> **TASK BRIEF**:
Set down, word for word, the passage of the forum thread below on the Carambola2 connection problem that opens with the words containing "The thing is" and closes with "are the same.".

My network topology is quite simple:

Carambola2 device > switch > router with internet connection.

I don't use WiFi on Carambola2

mantas-p commented 8 years ago

So you have eth1 port connected to switch and eth0 left unconnected when problem happens, right? Or eth0 is also connected to switch?

1am commented 8 years ago

Only ETH0 is physically connected to anything, in my case a switch. ETH1 is not exposed outside of Carambola2 module.

mantas-p commented 8 years ago

ifconfig log you sent shows that eth1 is getting packets, probably what you call ETH0 is eth1 interface in linux. You can try this network config:

cat /etc/config/network 

config interface 'loopback'
        option ifname 'lo'
        option proto 'static'
        option ipaddr '127.0.0.1'
        option netmask '255.0.0.0'

config globals 'globals'
        option ula_prefix 'fda4:17a0:6a81::/48'

config interface 'lan'
        option type 'bridge'
        option proto 'static'
        option netmask '255.255.255.0'
        option ifname 'eth1'
        option gateway '192.168.1.2'
        option ipaddr '192.168.1.213'
        list dns '192.168.1.1'

If this doesn't help, try connecting Carambola2 directly to PC and see if problem persists.

Other way to debug would be to capture packets between switch and Carambola2. Since problem happens during boot capture should be done externally - by placing capture device (Carambola2 dev board or PC) with 2 bridged ETH ports between switch and Carambola2.

1am commented 8 years ago

Hi Mantas-p

The thing is that this issue happens once in a while - for ~200 devices we've set up with the same hardware and flashed + configured the image so far only one has this issue.

This would be our second instance of the situation. It also doesn't happen repeatedly because we test the devices in two passes: first of tests if the Carambola2 is accessible overt ETH and second one is done after assembly also repeats this test along with some more. For this board first test passed and some time later second one fails. The same thing happened with the device I've written in the original post - it was working fine until it stopped and never started working again. Flashing any fresh system doesn't help.

I've also tried with the network configuration you've pasted and the results are the same.

1am commented 8 years ago

I'm also attaching a pcap file on which you can see some brief activity from the carambola device and router and pings with no response.

carambola2.pcapng.zip

mantas-p commented 8 years ago

Hi,

From packet capture: Carambola2 is able to send multicast packets but doesn't respond to ping requests. It would be interesting to also capture on Carambola2's eth1 port. For that you would need to have tcpdump installed in you image.

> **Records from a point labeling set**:

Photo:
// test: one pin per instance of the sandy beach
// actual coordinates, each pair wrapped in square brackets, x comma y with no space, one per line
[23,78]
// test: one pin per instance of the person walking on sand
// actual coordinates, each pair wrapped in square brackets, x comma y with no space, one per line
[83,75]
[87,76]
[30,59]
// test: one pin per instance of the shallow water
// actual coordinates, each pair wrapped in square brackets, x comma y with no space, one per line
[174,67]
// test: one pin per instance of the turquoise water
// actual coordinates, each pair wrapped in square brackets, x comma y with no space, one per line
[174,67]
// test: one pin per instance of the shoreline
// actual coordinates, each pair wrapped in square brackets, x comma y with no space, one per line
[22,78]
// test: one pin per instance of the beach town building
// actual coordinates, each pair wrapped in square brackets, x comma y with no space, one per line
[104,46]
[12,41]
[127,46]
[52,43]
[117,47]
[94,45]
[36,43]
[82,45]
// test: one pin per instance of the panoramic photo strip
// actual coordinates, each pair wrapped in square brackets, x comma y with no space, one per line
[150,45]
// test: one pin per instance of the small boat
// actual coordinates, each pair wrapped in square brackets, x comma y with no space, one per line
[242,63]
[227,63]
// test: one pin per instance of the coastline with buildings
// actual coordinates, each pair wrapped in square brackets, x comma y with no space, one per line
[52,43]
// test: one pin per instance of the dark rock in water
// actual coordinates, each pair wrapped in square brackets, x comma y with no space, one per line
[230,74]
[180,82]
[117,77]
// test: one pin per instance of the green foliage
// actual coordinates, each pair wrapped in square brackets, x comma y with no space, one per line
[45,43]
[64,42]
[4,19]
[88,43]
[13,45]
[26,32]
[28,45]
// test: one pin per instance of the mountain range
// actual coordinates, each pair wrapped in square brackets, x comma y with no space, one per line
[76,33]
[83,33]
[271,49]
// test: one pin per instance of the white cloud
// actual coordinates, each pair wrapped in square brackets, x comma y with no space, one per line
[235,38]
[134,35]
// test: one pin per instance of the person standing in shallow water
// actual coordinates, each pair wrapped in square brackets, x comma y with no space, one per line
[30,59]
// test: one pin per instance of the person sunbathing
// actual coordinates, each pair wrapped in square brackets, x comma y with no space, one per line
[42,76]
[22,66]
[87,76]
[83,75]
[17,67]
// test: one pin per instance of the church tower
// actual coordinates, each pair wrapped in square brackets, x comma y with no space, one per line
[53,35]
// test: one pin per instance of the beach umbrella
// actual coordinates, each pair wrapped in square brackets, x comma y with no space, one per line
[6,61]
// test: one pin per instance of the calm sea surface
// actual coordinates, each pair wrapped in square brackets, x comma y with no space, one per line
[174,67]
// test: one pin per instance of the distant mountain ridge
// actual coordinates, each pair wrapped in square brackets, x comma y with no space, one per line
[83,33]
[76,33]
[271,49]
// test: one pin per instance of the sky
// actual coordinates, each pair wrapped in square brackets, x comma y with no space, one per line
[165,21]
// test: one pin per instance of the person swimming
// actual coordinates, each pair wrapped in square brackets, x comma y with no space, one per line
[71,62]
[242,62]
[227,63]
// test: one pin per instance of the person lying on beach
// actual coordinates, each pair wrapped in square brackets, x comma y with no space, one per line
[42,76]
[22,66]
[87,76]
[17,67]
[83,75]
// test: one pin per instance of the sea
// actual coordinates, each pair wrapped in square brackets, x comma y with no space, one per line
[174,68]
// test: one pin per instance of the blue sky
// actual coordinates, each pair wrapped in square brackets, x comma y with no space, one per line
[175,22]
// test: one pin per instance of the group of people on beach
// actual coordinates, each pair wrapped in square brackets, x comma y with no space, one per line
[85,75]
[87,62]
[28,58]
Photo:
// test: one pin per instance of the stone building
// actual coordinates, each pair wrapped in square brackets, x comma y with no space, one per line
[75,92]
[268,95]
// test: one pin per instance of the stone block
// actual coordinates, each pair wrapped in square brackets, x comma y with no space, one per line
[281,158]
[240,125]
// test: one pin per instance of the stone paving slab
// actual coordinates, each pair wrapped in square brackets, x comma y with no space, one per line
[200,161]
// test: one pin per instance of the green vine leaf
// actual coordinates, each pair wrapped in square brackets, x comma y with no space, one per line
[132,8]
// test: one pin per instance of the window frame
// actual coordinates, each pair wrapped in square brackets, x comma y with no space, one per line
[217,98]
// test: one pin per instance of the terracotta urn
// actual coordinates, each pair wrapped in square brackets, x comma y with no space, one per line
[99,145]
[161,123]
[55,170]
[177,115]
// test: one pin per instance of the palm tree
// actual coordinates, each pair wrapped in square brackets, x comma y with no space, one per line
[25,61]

> **EXERCISE OUTPUT**:
The thing is that this issue happens once in a while - for ~200 devices we've set up with the same hardware and flashed + configured the image so far only one has this issue.

This would be our second instance of the situation. It also doesn't happen repeatedly because we test the devices in two passes: first of tests if the Carambola2 is accessible overt ETH and second one is done after assembly also repeats this test along with some more. For this board first test passed and some time later second one fails. The same thing happened with the device I've written in the original post - it was working fine until it stopped and never started working again. Flashing any fresh system doesn't help.

I've also tried with the network configuration you've pasted and the results are the same.